- Point-per-instance localization data -
-=-=-=-=-

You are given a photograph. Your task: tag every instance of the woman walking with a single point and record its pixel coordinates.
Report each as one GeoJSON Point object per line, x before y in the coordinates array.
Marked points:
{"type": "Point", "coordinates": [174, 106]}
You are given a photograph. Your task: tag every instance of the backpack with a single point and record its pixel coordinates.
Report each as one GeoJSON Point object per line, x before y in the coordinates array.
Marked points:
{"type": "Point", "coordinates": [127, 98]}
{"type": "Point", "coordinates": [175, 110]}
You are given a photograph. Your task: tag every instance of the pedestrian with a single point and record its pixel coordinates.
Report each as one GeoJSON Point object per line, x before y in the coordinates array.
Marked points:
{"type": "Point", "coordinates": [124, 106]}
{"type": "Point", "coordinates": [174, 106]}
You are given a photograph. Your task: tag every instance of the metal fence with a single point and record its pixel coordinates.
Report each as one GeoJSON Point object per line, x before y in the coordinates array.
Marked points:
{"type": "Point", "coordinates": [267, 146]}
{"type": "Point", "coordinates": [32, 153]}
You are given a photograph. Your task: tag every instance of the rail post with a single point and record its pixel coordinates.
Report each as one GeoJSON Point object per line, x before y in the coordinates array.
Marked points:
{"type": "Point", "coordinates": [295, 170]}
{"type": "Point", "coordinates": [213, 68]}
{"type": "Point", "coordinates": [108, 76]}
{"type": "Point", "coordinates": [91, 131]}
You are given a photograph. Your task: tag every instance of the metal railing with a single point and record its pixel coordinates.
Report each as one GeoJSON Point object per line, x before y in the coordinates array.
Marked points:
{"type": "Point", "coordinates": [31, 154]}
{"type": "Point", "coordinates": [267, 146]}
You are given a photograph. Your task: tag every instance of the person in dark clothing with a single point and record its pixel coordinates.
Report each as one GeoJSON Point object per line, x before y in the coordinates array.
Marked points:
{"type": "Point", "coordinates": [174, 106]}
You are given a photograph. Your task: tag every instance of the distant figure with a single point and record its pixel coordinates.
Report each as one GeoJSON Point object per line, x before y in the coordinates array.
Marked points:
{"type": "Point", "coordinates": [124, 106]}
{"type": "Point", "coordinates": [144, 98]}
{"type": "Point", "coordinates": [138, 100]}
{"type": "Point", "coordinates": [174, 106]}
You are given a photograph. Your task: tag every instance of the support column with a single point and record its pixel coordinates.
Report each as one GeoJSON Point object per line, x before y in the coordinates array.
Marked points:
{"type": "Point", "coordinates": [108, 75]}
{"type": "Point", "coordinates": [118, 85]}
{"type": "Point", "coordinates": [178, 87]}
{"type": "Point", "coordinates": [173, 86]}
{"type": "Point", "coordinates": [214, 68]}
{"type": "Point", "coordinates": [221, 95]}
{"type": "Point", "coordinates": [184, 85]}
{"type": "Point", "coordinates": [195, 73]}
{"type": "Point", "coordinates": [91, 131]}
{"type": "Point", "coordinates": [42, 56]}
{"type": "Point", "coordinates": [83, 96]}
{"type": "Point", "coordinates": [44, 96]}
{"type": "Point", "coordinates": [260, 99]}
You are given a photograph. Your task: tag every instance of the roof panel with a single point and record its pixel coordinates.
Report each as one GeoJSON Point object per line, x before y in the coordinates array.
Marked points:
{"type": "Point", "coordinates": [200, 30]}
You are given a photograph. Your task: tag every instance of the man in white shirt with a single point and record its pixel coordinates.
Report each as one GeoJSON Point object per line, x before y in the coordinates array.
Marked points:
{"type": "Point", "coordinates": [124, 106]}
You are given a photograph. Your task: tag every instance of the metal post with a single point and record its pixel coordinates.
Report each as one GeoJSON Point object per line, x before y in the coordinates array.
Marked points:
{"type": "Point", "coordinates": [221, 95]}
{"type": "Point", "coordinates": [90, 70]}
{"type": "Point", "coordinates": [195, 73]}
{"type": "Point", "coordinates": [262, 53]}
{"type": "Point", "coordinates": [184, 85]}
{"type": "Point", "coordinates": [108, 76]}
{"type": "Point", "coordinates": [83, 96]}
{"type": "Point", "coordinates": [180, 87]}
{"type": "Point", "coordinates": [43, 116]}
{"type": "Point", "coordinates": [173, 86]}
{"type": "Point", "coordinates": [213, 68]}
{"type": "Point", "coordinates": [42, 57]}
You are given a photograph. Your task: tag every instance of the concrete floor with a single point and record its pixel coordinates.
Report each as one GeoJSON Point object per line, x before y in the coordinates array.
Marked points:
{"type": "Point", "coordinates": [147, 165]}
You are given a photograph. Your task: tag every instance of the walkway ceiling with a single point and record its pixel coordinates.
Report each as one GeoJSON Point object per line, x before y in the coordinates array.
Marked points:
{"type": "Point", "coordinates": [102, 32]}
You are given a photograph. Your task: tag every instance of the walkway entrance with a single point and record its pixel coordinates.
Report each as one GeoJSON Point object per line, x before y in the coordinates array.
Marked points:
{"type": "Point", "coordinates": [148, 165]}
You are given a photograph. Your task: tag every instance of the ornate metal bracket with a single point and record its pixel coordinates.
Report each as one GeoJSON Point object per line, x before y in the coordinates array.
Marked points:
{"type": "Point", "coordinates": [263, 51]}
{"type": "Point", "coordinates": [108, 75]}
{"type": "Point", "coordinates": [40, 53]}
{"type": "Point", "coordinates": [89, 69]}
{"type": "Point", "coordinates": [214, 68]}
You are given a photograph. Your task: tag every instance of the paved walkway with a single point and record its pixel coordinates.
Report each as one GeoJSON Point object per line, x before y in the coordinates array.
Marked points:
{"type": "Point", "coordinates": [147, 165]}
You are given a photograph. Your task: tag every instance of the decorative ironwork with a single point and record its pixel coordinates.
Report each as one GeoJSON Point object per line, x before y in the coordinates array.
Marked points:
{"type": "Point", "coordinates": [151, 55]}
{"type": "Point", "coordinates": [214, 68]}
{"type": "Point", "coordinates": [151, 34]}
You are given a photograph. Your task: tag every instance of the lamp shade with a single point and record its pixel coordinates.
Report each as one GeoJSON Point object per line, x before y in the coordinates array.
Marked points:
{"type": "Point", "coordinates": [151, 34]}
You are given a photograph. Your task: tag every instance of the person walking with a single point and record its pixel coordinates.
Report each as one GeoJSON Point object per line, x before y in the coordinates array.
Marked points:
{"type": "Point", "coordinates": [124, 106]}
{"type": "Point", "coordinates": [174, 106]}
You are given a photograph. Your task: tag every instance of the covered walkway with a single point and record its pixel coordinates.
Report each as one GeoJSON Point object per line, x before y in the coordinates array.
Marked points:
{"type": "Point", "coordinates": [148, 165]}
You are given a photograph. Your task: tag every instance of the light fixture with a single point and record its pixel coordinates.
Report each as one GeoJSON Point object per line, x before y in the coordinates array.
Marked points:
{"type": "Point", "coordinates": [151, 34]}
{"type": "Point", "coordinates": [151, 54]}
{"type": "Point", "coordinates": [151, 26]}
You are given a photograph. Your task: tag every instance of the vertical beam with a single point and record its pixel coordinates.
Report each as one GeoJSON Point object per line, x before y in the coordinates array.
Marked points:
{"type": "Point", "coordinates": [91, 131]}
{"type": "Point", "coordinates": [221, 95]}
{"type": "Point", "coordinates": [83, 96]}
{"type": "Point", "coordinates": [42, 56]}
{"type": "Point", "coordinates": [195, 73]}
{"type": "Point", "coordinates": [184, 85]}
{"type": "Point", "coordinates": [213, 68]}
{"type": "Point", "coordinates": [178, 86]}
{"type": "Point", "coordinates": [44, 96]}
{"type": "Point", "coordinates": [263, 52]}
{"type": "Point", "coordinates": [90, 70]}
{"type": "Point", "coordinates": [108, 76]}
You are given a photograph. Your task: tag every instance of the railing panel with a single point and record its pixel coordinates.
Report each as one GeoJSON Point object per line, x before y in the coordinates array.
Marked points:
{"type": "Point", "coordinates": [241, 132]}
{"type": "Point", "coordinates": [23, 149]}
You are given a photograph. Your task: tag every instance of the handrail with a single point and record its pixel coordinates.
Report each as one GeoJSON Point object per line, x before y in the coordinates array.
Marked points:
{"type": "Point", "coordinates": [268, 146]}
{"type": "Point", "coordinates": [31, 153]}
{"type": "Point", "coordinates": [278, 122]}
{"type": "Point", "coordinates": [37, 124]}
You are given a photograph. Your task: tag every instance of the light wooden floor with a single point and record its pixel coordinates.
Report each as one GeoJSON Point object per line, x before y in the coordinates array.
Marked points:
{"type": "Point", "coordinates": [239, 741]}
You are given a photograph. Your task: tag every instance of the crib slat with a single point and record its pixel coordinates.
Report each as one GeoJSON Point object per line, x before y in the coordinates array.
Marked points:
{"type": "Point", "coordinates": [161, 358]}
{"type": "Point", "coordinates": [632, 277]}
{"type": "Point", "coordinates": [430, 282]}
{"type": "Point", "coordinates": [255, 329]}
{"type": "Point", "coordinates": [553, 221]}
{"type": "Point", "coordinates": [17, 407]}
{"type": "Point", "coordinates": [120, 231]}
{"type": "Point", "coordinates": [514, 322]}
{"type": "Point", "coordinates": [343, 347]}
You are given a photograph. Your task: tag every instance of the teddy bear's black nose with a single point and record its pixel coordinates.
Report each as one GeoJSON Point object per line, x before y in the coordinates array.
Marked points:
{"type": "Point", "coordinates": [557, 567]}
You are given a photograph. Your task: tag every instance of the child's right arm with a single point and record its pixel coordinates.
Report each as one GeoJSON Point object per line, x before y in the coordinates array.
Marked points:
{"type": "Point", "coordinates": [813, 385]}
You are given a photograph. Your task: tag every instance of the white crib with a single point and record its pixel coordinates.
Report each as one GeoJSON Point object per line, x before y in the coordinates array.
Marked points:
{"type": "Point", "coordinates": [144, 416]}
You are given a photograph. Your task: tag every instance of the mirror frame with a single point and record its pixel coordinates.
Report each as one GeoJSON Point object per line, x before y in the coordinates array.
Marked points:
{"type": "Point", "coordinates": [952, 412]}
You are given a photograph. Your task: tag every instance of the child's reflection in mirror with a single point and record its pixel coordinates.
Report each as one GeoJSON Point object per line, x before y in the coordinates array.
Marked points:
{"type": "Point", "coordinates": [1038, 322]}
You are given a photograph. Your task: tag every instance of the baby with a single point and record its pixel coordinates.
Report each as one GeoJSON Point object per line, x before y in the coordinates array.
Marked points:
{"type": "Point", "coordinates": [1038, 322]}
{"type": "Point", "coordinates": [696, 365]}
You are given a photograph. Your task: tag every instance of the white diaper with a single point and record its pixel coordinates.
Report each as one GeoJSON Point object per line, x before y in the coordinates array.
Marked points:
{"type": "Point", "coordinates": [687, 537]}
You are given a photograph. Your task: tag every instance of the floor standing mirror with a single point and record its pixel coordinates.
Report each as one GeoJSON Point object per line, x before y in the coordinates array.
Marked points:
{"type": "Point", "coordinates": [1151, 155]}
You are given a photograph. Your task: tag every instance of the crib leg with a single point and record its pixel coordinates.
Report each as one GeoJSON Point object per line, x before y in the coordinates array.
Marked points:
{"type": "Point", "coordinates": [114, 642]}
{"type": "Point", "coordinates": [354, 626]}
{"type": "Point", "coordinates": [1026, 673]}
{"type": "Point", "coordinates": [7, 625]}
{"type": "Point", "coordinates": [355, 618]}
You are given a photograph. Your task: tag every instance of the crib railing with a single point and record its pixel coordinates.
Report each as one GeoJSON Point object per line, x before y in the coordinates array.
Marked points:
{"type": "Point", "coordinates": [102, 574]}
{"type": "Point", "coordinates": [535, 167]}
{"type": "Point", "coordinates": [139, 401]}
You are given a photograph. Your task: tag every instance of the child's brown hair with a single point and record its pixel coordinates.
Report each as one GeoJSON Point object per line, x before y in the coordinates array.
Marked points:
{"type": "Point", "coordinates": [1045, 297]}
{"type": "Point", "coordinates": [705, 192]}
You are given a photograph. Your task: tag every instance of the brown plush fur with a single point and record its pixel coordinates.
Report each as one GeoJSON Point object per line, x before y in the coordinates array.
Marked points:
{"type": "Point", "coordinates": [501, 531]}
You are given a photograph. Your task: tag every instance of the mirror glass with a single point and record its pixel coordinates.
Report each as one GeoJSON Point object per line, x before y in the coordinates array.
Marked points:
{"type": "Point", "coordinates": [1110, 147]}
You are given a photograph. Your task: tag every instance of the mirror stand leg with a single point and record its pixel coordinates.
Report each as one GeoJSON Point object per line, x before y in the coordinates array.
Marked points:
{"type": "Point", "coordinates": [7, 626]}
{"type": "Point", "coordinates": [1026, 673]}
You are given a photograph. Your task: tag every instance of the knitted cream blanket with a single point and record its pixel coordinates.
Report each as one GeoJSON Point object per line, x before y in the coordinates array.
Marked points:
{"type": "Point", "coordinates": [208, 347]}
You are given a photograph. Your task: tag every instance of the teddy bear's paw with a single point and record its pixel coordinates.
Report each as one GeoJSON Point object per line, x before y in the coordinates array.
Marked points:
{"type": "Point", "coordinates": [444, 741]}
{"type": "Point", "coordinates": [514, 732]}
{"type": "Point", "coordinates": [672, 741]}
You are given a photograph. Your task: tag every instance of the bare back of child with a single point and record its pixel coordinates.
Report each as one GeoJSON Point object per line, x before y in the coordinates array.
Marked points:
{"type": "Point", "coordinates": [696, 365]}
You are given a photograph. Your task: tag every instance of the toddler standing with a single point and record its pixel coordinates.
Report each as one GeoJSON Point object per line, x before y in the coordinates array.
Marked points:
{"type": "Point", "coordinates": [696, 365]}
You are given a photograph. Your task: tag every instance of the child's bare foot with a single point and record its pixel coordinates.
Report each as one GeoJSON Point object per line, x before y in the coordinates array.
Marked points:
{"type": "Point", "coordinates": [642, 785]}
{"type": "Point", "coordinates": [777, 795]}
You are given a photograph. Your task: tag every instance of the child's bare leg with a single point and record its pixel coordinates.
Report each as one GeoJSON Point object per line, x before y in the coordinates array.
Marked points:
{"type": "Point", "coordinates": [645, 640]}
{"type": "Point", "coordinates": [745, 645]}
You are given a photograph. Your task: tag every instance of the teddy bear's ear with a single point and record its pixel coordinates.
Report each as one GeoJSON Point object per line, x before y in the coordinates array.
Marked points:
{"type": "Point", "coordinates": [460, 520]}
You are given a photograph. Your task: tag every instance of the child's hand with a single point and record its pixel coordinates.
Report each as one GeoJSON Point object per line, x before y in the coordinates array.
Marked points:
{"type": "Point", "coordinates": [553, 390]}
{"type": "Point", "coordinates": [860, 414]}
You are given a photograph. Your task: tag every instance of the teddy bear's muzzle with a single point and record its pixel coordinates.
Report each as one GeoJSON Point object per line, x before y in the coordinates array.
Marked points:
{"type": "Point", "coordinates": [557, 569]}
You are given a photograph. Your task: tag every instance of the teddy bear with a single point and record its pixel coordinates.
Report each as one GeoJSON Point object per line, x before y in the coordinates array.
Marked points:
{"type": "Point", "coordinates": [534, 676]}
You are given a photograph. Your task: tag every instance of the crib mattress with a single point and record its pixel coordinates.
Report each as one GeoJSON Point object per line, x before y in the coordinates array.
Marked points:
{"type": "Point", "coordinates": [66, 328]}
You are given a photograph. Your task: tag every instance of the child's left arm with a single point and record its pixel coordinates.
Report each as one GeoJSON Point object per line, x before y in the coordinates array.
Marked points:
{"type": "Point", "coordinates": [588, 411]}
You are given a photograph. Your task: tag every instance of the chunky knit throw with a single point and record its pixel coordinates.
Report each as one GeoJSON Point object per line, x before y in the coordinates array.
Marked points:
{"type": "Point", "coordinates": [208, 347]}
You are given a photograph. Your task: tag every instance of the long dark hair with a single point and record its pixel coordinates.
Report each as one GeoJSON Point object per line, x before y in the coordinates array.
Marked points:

-=-=-=-=-

- ABOUT THIS TASK -
Would you report every line of the entries above containing the word "dark"?

- TASK SOLUTION -
You are given a photograph. Your task: tag every instance of the person in dark clothing with a single point and record its pixel coordinates.
You are given a photograph. Your task: tag every instance of the long dark hair with a single point and record its pixel coordinates.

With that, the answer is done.